## Passage to read
Instant Replay Debugging and Crash Diagnostics

March 23, 2008

An article Michael Fitzgerald in the 3/23/08 Sunday New York Times (Business Section, page 5) had a fascinating story about a company called Replay Solutions that has developed a tool for diagnosing system crashes. The gist I got was that the original tool was developed for XBox and game development, but that they have a new version out for Windows.

I Googled Replay Solutions which lead to their home page and specifications sheets. They indeed have a brand new version of their tool for J2EE app servers. According to the on line spec sheet, the solution works by placing an agent in the J2EE app server that monitors all code actions and responses like mouse movement, keystrokes, network traffic and the like. On replay, they claim to execute actual captured code up to the point of the crash.

Naturally, the approach has value for debugging and testing in general.

Personally, I think the approach is fascinating and worth keeping an eye on. Mike Fitzgerald's article plus the information from the Replay Solutions site provide enough detail to understand the approach. It will be interesting to see how effective the approach is for J2EE apps, considering the J2EE support is brand new.

## Data extracts
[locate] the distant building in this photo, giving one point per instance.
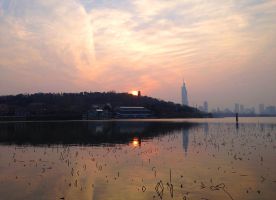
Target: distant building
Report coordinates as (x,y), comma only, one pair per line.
(205,105)
(261,109)
(241,108)
(133,112)
(270,110)
(237,108)
(184,95)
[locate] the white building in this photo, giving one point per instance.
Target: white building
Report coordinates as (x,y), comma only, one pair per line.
(184,95)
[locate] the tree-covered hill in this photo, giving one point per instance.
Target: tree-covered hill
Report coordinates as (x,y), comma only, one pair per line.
(73,105)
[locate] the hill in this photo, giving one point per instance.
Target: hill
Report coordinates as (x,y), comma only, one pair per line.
(74,105)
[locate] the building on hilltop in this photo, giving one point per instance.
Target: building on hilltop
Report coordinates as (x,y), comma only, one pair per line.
(184,95)
(132,112)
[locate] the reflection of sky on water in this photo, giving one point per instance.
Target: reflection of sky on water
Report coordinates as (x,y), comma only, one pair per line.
(140,157)
(185,136)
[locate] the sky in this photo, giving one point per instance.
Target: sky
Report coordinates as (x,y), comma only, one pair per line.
(225,51)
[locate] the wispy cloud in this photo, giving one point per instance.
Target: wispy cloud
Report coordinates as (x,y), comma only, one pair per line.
(94,45)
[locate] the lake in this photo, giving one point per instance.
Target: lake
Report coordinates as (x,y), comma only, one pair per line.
(188,159)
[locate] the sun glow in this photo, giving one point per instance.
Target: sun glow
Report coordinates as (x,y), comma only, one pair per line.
(134,92)
(135,142)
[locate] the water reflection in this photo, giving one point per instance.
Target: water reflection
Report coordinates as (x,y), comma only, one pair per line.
(137,160)
(84,133)
(185,139)
(136,142)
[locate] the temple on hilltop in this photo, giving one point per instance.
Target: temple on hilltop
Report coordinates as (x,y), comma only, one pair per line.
(184,95)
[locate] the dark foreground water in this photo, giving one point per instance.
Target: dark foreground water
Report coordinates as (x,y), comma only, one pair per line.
(169,159)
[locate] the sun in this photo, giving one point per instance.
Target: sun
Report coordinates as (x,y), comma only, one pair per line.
(134,92)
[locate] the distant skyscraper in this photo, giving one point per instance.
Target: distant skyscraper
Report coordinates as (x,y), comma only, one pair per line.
(261,109)
(237,108)
(184,95)
(205,105)
(241,108)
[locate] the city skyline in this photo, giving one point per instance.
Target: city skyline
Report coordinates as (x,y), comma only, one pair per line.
(225,50)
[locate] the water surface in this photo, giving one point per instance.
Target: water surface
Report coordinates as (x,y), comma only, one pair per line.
(139,159)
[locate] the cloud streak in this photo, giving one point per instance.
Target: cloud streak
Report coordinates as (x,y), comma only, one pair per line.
(149,45)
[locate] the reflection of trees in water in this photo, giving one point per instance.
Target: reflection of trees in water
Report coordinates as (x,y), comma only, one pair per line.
(83,132)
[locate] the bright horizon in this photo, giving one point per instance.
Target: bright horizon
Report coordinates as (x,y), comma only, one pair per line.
(225,51)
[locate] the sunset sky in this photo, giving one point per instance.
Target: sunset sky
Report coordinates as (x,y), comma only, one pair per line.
(225,50)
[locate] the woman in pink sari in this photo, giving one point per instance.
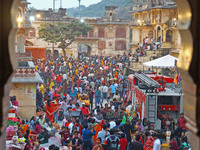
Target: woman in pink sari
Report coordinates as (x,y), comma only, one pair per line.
(149,143)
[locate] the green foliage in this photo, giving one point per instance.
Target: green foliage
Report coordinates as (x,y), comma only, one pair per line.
(98,10)
(63,33)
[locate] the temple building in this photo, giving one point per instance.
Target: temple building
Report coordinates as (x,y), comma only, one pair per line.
(155,19)
(110,35)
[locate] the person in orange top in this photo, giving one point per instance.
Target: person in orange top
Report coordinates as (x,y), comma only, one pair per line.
(97,128)
(51,108)
(98,146)
(102,62)
(23,127)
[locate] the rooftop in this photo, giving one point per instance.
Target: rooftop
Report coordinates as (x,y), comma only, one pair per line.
(36,79)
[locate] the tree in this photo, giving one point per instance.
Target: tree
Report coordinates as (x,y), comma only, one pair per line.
(63,33)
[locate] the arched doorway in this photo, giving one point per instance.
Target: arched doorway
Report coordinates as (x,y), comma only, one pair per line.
(150,34)
(159,34)
(169,34)
(84,50)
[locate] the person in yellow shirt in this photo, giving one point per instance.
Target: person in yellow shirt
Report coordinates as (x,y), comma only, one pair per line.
(36,67)
(41,90)
(69,64)
(51,84)
(76,71)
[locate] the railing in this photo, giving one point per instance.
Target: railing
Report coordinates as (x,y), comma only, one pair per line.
(22,55)
(26,26)
(140,23)
(172,23)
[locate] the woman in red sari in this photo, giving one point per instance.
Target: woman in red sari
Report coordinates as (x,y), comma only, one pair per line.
(98,145)
(149,143)
(51,108)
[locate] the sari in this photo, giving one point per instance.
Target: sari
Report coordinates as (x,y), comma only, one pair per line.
(50,110)
(149,144)
(98,147)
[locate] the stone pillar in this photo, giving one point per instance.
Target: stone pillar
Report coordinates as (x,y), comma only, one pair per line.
(20,44)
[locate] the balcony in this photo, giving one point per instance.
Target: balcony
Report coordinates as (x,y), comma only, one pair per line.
(27,56)
(140,23)
(172,23)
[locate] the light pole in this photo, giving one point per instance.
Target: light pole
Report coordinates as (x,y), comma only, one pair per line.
(53,26)
(19,21)
(79,1)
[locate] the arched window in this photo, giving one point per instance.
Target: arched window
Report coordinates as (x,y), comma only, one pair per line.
(101,32)
(121,32)
(150,34)
(169,36)
(120,45)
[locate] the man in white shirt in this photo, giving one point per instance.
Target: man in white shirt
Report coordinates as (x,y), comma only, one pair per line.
(156,144)
(71,125)
(104,91)
(112,123)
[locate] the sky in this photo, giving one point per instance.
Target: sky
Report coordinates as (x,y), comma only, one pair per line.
(45,4)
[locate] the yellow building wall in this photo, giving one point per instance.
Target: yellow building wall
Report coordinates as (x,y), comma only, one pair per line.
(26,97)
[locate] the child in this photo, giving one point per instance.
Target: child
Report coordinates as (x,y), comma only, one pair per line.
(168,134)
(64,134)
(123,142)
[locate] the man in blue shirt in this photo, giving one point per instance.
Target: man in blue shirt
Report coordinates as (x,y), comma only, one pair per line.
(113,90)
(97,97)
(87,138)
(103,134)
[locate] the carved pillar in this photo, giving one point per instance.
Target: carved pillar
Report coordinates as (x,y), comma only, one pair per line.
(189,65)
(8,9)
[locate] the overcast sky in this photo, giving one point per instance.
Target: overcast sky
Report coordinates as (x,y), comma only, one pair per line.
(45,4)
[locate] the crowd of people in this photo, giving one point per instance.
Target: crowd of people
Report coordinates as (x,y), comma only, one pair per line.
(85,101)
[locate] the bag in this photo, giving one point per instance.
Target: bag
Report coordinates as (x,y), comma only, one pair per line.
(60,116)
(113,143)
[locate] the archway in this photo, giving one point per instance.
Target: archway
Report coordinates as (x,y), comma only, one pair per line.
(169,34)
(84,50)
(194,72)
(150,34)
(159,34)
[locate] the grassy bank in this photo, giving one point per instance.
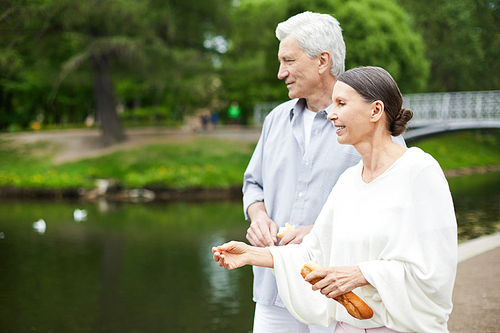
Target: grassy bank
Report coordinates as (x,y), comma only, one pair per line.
(197,163)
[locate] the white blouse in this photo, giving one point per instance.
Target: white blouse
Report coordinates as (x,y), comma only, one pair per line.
(400,229)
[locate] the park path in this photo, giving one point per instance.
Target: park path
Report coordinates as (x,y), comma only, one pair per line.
(76,144)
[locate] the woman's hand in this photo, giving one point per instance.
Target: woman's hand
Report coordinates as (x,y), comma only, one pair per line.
(236,254)
(231,255)
(336,281)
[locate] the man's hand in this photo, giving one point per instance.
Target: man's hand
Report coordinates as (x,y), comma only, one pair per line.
(296,236)
(231,255)
(263,231)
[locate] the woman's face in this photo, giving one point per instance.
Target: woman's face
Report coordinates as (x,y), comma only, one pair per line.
(350,114)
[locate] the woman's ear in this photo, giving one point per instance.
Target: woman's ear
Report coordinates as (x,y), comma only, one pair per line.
(377,111)
(324,59)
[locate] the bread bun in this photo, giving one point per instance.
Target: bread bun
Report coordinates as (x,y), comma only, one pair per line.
(353,304)
(285,230)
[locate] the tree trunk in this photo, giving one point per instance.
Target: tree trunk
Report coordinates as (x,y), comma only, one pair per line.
(111,128)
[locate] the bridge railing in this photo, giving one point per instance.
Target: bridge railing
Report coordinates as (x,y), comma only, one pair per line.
(432,108)
(435,108)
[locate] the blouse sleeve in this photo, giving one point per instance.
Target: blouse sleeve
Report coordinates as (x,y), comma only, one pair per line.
(414,279)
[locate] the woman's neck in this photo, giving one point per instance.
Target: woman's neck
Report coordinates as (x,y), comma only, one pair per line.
(378,156)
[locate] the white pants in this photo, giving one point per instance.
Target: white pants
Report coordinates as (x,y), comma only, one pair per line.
(274,319)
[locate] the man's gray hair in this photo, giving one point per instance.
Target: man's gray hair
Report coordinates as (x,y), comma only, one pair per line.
(316,33)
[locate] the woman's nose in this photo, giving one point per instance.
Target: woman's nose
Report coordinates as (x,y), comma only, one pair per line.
(332,116)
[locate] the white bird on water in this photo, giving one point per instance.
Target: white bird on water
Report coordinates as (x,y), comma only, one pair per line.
(40,226)
(80,215)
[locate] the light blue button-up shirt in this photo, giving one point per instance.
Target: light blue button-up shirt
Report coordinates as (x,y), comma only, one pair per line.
(293,181)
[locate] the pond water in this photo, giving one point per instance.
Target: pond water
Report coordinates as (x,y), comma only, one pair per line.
(148,267)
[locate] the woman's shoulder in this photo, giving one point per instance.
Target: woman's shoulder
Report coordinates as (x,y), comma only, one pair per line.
(419,161)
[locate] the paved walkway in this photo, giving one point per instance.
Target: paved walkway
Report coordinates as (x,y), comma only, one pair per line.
(476,297)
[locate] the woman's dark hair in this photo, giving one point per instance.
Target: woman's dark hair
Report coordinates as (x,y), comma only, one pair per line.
(376,84)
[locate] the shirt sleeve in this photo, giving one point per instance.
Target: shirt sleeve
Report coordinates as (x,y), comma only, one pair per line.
(415,274)
(253,183)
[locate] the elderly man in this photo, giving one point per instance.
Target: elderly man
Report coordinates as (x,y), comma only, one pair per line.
(297,160)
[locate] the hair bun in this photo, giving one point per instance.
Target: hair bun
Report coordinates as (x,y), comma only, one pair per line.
(399,124)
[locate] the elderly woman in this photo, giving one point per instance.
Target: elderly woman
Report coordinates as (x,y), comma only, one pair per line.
(387,231)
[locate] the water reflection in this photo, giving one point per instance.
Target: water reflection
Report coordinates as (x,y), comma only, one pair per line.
(222,286)
(148,267)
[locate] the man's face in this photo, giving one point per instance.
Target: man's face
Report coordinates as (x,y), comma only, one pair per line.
(301,73)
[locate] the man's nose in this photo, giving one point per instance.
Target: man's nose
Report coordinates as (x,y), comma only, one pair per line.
(282,73)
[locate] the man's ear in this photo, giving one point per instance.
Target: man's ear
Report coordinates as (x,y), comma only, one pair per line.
(377,111)
(324,59)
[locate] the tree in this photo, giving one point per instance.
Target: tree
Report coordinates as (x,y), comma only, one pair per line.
(376,32)
(156,44)
(462,42)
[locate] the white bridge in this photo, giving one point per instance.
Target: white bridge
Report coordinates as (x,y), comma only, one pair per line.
(436,112)
(441,112)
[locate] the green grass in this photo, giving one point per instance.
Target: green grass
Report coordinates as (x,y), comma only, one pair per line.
(199,163)
(206,163)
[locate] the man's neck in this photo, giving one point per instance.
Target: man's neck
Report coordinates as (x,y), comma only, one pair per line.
(322,99)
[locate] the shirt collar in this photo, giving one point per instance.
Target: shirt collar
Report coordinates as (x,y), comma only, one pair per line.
(300,105)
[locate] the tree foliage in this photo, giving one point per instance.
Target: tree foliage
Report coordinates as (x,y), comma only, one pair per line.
(462,42)
(376,32)
(61,60)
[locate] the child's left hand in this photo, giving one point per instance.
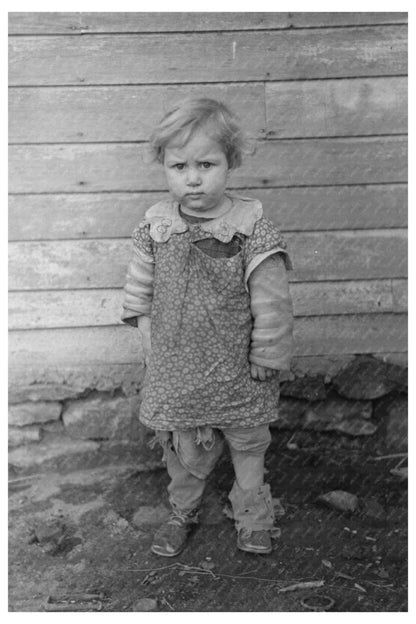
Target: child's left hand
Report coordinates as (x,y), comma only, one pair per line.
(261,372)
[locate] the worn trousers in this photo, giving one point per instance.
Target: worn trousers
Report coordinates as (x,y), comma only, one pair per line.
(191,456)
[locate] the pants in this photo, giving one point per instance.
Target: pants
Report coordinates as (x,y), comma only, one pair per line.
(191,456)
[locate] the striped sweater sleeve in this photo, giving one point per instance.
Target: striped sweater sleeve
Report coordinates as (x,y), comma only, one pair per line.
(138,289)
(272,311)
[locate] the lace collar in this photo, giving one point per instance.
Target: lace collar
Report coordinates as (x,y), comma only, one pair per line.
(165,219)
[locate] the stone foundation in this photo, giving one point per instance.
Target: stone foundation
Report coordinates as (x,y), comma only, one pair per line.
(362,397)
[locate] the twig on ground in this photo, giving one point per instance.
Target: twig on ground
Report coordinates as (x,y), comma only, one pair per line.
(392,456)
(196,570)
(302,585)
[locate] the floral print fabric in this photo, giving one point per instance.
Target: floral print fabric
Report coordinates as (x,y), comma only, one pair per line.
(199,372)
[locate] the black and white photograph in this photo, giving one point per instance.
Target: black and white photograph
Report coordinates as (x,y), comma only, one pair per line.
(208,352)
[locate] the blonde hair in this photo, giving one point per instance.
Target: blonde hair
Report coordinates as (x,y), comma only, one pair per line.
(194,114)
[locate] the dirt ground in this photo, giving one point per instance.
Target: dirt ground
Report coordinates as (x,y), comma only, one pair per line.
(82,539)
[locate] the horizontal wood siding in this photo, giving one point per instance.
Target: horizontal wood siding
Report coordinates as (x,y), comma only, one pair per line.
(102,263)
(115,215)
(350,107)
(122,166)
(323,97)
(209,57)
(64,23)
(94,307)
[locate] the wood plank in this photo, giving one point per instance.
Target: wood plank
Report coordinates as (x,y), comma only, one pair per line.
(400,290)
(367,333)
(114,215)
(96,307)
(44,22)
(239,56)
(60,114)
(350,107)
(348,255)
(127,167)
(337,107)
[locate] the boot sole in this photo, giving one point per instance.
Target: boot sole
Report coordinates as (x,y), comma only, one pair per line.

## Directions
a: Decide whether each statement below agrees with the post on replay debugging. Answer yes or no for each, and quote the words of the post that settle it.
(i) The first version of the tool was built for Xbox and game development.
(ii) The tool works by placing an agent in the J2EE app server.
(iii) The article appeared in the Sports section of the Sunday New York Times.
b: According to the post on replay debugging, what does the tool execute on replay?
c: Return the stretch of the post on replay debugging from "March 23, 2008" through "out for Windows.", copied word for word.

## Task-by-task answers
a:
(i) Yes: "the original tool was developed for XBox and game development"
(ii) Yes: "the solution works by placing an agent in the J2EE app server"
(iii) No: "(Business Section, page 5)"

b: Actual captured code, up to the point of the crash.

c:
March 23, 2008

An article Michael Fitzgerald in the 3/23/08 Sunday New York Times (Business Section, page 5) had a fascinating story about a company called Replay Solutions that has developed a tool for diagnosing system crashes. The gist I got was that the original tool was developed for XBox and game development, but that they have a new version out for Windows.